## BEGIN Records for the task

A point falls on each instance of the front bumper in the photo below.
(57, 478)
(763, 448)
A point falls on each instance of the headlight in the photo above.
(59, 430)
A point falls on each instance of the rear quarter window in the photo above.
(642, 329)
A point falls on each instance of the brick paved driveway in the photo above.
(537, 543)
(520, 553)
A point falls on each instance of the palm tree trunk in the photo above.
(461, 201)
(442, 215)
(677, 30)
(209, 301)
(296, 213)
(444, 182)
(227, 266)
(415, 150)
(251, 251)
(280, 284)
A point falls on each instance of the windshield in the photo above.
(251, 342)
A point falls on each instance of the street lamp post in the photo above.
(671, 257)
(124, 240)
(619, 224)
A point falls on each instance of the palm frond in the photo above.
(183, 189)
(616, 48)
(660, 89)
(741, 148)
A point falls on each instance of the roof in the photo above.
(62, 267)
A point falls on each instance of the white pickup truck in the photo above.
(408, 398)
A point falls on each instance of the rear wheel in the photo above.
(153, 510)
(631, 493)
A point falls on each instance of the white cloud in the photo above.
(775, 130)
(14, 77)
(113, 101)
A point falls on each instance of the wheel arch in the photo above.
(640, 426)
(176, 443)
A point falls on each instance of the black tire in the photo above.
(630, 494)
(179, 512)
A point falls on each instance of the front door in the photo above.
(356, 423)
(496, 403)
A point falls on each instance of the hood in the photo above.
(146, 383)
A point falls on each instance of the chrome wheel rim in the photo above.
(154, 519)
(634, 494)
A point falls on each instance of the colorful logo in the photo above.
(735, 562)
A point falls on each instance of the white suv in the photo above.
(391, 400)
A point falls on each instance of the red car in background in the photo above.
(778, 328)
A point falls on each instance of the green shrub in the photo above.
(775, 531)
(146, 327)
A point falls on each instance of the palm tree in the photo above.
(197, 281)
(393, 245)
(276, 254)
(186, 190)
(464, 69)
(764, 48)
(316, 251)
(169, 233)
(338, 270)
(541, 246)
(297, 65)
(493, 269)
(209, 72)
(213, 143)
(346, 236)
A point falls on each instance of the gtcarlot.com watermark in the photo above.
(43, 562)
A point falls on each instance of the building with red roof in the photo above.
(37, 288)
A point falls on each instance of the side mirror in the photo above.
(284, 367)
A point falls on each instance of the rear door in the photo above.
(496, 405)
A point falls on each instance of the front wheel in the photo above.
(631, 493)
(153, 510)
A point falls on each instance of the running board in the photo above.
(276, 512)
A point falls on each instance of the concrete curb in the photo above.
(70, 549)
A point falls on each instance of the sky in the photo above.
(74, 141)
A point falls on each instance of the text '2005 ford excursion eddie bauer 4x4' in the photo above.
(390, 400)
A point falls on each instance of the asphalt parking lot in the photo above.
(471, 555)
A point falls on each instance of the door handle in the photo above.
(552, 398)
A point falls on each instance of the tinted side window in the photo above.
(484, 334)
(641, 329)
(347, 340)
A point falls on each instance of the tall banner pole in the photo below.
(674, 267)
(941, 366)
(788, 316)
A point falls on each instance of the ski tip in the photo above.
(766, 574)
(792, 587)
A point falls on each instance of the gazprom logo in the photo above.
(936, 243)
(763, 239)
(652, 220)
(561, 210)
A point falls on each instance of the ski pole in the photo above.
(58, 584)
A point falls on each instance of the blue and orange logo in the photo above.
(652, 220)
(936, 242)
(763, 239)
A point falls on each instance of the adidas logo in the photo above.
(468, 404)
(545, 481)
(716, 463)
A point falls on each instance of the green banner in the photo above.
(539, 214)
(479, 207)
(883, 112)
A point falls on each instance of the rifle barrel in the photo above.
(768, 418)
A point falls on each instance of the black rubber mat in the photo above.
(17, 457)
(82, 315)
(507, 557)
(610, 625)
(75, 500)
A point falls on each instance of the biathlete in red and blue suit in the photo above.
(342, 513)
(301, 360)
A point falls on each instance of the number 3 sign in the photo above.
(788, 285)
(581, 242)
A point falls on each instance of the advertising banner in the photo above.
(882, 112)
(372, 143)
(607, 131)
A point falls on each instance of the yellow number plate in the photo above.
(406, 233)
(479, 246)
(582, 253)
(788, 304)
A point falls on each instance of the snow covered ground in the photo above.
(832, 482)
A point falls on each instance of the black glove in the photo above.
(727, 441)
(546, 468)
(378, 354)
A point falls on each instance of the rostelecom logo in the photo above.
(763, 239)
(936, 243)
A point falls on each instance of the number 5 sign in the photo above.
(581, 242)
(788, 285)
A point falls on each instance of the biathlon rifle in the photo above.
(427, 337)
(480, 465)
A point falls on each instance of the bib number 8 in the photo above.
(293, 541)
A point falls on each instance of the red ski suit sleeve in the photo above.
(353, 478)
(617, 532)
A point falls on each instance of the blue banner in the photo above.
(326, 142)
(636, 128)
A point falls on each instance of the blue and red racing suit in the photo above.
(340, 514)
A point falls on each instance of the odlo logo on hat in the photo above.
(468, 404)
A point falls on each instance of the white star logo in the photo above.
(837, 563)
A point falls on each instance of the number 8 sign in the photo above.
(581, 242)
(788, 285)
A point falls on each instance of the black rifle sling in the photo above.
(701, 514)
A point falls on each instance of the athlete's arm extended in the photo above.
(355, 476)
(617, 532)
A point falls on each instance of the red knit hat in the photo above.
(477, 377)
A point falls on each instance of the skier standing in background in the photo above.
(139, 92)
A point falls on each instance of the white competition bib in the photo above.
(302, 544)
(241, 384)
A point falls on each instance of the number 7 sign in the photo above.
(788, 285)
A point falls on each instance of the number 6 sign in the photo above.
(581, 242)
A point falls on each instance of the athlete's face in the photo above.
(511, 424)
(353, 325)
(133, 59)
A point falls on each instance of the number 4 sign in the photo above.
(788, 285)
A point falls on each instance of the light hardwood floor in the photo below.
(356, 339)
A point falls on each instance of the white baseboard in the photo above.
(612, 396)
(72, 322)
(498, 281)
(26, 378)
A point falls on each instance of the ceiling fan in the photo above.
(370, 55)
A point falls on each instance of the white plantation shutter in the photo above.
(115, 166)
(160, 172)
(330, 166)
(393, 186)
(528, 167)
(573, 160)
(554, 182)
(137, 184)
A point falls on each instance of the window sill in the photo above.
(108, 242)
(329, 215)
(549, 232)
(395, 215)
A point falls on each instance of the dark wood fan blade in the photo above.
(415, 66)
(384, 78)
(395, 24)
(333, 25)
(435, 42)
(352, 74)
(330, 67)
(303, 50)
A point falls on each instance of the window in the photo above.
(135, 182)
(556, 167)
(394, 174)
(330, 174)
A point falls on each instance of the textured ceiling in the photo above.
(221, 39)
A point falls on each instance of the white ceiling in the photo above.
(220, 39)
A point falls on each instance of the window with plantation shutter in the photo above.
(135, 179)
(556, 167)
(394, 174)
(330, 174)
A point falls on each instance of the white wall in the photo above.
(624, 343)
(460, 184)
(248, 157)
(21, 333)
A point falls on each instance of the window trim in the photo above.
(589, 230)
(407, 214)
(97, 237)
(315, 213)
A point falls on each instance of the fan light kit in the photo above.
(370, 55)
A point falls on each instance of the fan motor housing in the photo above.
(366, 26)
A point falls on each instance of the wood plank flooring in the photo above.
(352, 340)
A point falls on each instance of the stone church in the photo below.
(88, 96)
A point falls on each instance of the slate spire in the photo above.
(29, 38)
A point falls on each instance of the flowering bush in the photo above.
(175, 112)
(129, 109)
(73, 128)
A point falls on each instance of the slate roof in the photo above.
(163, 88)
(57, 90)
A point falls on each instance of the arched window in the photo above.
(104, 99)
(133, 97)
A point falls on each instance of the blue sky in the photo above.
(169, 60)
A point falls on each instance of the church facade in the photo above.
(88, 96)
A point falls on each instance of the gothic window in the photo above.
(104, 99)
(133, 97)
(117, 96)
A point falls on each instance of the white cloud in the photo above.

## END Records for the task

▶ Set exercise
Repeat the listing above without any change.

▶ Solution for this exercise
A point falls on each instance of the front bumper in the photo below.
(57, 478)
(763, 448)
A point falls on each instance of the headlight in the photo above.
(59, 430)
A point falls on each instance of the rear quarter window in the photo above.
(642, 329)
A point falls on each instance of the brick paved driveway in the photo above.
(537, 543)
(520, 553)
A point falls on each instance of the palm tree trunk in the photo above.
(461, 201)
(442, 215)
(677, 30)
(209, 301)
(296, 213)
(444, 182)
(227, 266)
(415, 150)
(251, 251)
(280, 284)
A point falls on each instance of the windshield in the photo above.
(251, 342)
A point falls on each instance of the street lamp post in the photo above.
(671, 257)
(124, 240)
(619, 224)
A point falls on each instance of the palm frond in the photo above.
(183, 189)
(616, 48)
(660, 89)
(741, 148)
A point falls on each instance of the roof in the photo above.
(62, 267)
A point falls on each instance of the white pickup truck in the photo above.
(408, 398)
A point falls on each instance of the rear wheel in the photo above.
(153, 510)
(631, 493)
A point falls on each instance of the white cloud in the photo above.
(775, 130)
(14, 77)
(113, 101)
A point falls on each instance of the wheel arch in the photo above.
(640, 426)
(176, 443)
A point falls on each instance of the black tire in the photo above.
(630, 494)
(179, 512)
A point falls on each instance of the front door in the photo above.
(356, 423)
(496, 403)
A point falls on each instance of the hood in the photo above.
(146, 383)
A point falls on each instance of the chrome wheel rim in the photo above.
(154, 519)
(634, 494)
A point falls on each instance of the colorful logo in the photo above.
(735, 562)
A point falls on each instance of the white suv in the photo above.
(391, 400)
A point falls on each instance of the red car in background in the photo above.
(778, 328)
A point falls on each instance of the green shrub in the photo above.
(775, 531)
(146, 327)
A point falls on each instance of the palm tree in the photo above.
(197, 281)
(393, 245)
(276, 254)
(186, 190)
(464, 69)
(764, 48)
(316, 251)
(169, 233)
(338, 270)
(541, 246)
(297, 65)
(493, 269)
(209, 72)
(213, 143)
(346, 236)
A point falls on each instance of the gtcarlot.com watermark in the photo above.
(43, 562)
A point falls on each instance of the building with red roof in the photo above.
(37, 288)
A point falls on each instance of the side mirror in the photo above.
(284, 367)
A point falls on each instance of the rear door in the photo above.
(496, 405)
A point falls on each instance of the front wheel in the photo above.
(631, 493)
(153, 510)
A point falls on each instance of the running board in the photo above.
(276, 512)
A point falls on each instance of the concrete curb in the photo above.
(70, 549)
A point falls on each instance of the sky in the photo above.
(74, 141)
A point falls on each instance of the text '2005 ford excursion eddie bauer 4x4' in the photo above.
(390, 400)
A point falls on each instance of the asphalt parking lot in the photo above.
(471, 555)
A point falls on each instance of the door handle in the photo above.
(552, 398)
A point falls on each instance of the tinted side window in the photo above.
(484, 334)
(641, 329)
(347, 340)
A point falls on each instance of the tall banner pole in the photo below.
(674, 267)
(941, 366)
(788, 316)
A point falls on each instance of the ski tip in the photo above.
(766, 574)
(792, 587)
A point falls on each instance of the gazprom logo in the photo above.
(936, 243)
(763, 239)
(652, 220)
(561, 210)
A point falls on each instance of the ski pole in the photo above.
(58, 584)
A point falls on each instance of the blue and orange logo in the photo above.
(652, 220)
(936, 242)
(763, 239)
A point falls on each instance of the adidas logo in the photo above.
(468, 404)
(545, 481)
(716, 463)
A point falls on each instance of the green banner in the photo above.
(539, 214)
(479, 207)
(883, 112)
A point falls on each instance of the rifle barrel in the photo above.
(768, 418)
A point falls on each instance of the black rubber mat in the photo above.
(17, 457)
(82, 315)
(507, 557)
(610, 625)
(75, 500)
A point falls on each instance of the biathlete in red and blue suit in the photo above.
(342, 513)
(301, 360)
A point falls on each instance of the number 3 sign in the photo above.
(788, 285)
(581, 242)
A point falls on each instance of the advertising banner in the photo above.
(882, 112)
(372, 143)
(607, 131)
A point falls on each instance of the yellow number plate in the photo above.
(406, 233)
(479, 246)
(582, 253)
(788, 304)
A point falls on each instance of the snow covered ground in the photo above.
(832, 482)
A point falls on each instance of the black glove in the photo above.
(727, 441)
(546, 468)
(378, 354)
A point falls on each instance of the rostelecom logo in the photo above.
(763, 239)
(936, 243)
A point falls on each instance of the number 5 sign in the photo above.
(581, 242)
(788, 285)
A point falls on each instance of the biathlon rifle in the photo above.
(427, 337)
(480, 465)
A point falls on each instance of the bib number 8 in the photo above.
(293, 541)
A point falls on each instance of the red ski suit sleeve in the photo above.
(353, 478)
(617, 532)
A point falls on each instance of the blue banner in the photo above.
(326, 142)
(636, 128)
A point falls on each instance of the blue and red racing suit in the photo above.
(340, 514)
A point falls on each instance of the odlo logo on hat in the photo above.
(468, 404)
A point falls on each instance of the white star logo in the photo above.
(837, 563)
A point falls on each instance of the number 8 sign in the photo above.
(581, 242)
(788, 285)
A point falls on each instance of the black rifle sling in the photo above.
(701, 514)
A point falls on each instance of the athlete's arm extended in the photo above.
(355, 476)
(617, 532)
A point falls on each instance of the red knit hat in the photo above.
(477, 377)
A point falls on each instance of the skier standing in background in the photo above.
(139, 92)
A point falls on each instance of the white competition bib in the photo above.
(302, 544)
(241, 384)
A point falls on each instance of the number 7 sign in the photo above.
(788, 285)
A point falls on each instance of the number 6 sign in the photo above.
(581, 242)
A point falls on each instance of the athlete's face in the photo above.
(511, 424)
(353, 325)
(133, 59)
A point falls on each instance of the number 4 sign in the photo above.
(788, 285)
A point falls on each instance of the light hardwood floor in the photo below.
(356, 339)
A point falls on each instance of the white baseboard in the photo above.
(612, 396)
(72, 322)
(498, 281)
(26, 378)
A point falls on each instance of the ceiling fan in the photo above.
(370, 55)
A point falls on each instance of the white plantation shutter in the photo above.
(115, 166)
(160, 172)
(330, 166)
(393, 186)
(528, 167)
(573, 160)
(554, 182)
(137, 184)
A point falls on each instance of the window sill in the photo above.
(108, 242)
(329, 215)
(549, 232)
(395, 215)
A point falls on each instance of the dark wood fan blade in the photo above.
(415, 66)
(384, 78)
(395, 24)
(333, 25)
(435, 42)
(352, 74)
(330, 67)
(303, 50)
A point falls on each instance of the window in the photo above.
(135, 182)
(556, 167)
(394, 174)
(330, 174)
A point falls on each instance of the textured ceiling in the photo above.
(221, 39)
A point falls on each instance of the white ceiling in the photo above.
(220, 39)
A point falls on each instance of the window with plantation shutter in the photo above.
(135, 179)
(556, 167)
(394, 174)
(330, 174)
A point falls on each instance of the white wall in the photo above.
(624, 343)
(460, 184)
(248, 157)
(21, 333)
A point falls on each instance of the window trim in the photo above.
(589, 230)
(407, 214)
(97, 237)
(315, 213)
A point falls on each instance of the fan light kit in the photo above.
(370, 55)
A point falls on each instance of the fan motor housing in the photo above.
(366, 26)
A point falls on each instance of the wood plank flooring in the photo above.
(352, 340)
A point falls on each instance of the stone church in the photo below.
(88, 96)
A point falls on each instance of the slate spire in the photo above.
(29, 38)
A point falls on each instance of the flowering bush in the photo above.
(175, 112)
(129, 109)
(73, 128)
A point falls on each instance of the slate roof in the photo above.
(163, 88)
(57, 90)
A point falls on each instance of the arched window in the photo above.
(104, 99)
(133, 97)
A point falls on each instance of the blue sky in the photo above.
(169, 60)
A point falls on each instance of the church facade in the photo above.
(88, 96)
A point falls on each instance of the gothic window in the photo above.
(104, 99)
(133, 97)
(117, 96)
A point falls on each instance of the white cloud in the photo above.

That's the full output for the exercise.